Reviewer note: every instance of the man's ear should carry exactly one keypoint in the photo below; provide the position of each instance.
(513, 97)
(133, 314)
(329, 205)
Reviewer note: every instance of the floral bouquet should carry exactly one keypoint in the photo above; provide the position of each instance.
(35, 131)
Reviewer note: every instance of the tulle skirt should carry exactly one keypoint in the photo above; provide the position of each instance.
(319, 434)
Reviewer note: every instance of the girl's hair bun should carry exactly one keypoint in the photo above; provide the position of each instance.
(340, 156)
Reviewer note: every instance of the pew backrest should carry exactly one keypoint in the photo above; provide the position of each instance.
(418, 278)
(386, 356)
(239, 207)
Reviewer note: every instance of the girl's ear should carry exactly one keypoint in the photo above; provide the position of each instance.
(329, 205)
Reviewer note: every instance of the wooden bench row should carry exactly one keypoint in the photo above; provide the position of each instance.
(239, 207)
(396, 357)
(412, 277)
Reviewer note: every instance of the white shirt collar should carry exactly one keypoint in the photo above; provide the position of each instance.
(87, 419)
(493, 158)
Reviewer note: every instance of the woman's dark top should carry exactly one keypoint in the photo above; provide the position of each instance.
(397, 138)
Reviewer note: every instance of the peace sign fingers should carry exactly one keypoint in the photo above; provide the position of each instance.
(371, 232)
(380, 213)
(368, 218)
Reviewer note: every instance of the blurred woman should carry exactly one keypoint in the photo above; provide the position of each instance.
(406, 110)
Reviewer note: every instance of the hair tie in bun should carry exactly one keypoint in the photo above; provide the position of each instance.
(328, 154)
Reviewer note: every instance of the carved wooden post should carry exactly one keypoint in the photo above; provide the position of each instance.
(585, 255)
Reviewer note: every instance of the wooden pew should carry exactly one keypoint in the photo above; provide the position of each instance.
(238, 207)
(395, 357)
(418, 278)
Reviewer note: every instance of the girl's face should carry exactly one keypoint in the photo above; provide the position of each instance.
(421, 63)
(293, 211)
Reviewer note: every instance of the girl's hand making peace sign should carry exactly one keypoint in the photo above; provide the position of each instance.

- YOUR OBJECTIVE -
Extract, verbatim, the lines from the one containing "Reviewer note: every instance of the pew" through the last line of the listing above.

- TASK RESULT -
Reviewer note: every instance of the pew backrest should carry exactly one keypoint in the photo above; provide the position of each instance.
(418, 278)
(386, 356)
(239, 207)
Reviewer note: every instance of the girl's ear should carry exactly one keypoint in the photo above; provide the position of each instance.
(329, 205)
Reviewer note: every instance of the wooden bench row should carry exactly one keypoint in the photo above; provide the position of each instance.
(239, 207)
(396, 357)
(412, 277)
Reviewer note: every instance of the white shirt collar should carry exactly one keypoint in the photo above; provide the position of each instance.
(87, 419)
(493, 158)
Reviewer note: every instance of the woman's dark top should carry exactly one keypoint in the photo above; provide the position of each instance.
(397, 138)
Reviewer note: every instance of the peace sign fingers should carry exactly one keypoint in the photo above; provide the position of each instance.
(371, 232)
(380, 213)
(368, 218)
Reviewer note: every instance of the blurred woman should carry exactly one keypoint in the photo above; provide the position of each instance.
(406, 110)
Reviewer note: every instance of the hair tie in bun should carry exactly one keypoint in the photo above; provide the position of each instance.
(328, 154)
Reviewer note: every instance of the carved wooden post should carry exactly one keypoint in the photo above; provide the position of each instance.
(585, 255)
Reviewer note: every instance of the wooden pew should carry exactly one keypoint in the photo above; provide the position of each instance.
(238, 207)
(395, 357)
(418, 278)
Reviewer note: every instance of the girl's face should carry exactly one keypoint in the photo above; provide the position of each instance.
(421, 63)
(293, 211)
Reviewer note: every instance of the girl's hand making peace sign should carry exactly one keypoint in the photo above; provide the position of each instance.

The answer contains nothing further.